Exercise: Single out the lines of the material that contain "liga" and copy them.

BEGIN

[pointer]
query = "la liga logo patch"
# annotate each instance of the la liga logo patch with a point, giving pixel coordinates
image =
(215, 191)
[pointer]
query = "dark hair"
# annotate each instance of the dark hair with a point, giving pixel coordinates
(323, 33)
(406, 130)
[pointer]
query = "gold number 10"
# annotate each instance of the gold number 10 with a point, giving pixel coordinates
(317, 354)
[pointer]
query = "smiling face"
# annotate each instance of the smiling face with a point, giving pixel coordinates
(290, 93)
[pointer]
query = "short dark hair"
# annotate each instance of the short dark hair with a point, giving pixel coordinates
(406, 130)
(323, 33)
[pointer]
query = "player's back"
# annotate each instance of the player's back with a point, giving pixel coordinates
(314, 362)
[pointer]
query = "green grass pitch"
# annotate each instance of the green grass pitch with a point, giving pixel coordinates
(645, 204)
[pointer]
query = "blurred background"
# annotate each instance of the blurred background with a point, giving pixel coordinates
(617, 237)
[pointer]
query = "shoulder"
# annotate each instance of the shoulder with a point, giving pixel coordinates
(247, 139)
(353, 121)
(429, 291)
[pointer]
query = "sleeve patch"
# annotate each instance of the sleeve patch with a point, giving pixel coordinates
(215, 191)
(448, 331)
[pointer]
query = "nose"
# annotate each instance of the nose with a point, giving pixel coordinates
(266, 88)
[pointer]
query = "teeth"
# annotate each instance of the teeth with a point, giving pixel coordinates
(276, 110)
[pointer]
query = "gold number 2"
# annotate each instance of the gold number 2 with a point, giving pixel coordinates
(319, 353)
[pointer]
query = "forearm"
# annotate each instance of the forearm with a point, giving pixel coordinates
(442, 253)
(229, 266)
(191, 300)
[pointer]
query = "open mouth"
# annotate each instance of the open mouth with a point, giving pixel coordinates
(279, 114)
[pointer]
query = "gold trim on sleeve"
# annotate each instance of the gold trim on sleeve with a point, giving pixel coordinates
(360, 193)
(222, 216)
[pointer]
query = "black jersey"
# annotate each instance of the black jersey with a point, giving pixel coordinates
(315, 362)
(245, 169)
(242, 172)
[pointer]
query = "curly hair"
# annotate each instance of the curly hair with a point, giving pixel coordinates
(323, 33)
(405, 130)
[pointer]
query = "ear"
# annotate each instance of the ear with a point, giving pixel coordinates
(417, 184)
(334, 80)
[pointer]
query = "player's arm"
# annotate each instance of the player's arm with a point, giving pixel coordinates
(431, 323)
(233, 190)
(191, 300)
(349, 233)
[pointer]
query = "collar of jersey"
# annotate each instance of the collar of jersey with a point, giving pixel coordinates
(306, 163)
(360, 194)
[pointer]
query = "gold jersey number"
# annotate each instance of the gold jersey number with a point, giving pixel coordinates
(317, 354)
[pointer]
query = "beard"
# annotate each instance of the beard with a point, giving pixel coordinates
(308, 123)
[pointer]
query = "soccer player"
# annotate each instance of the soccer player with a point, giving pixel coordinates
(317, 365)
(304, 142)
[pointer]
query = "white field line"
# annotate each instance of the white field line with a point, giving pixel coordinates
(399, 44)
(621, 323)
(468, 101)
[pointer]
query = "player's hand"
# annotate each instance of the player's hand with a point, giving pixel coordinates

END

Task result:
query = "la liga logo patch"
# annotate each instance of the la liga logo patch with a point, giving pixel coordinates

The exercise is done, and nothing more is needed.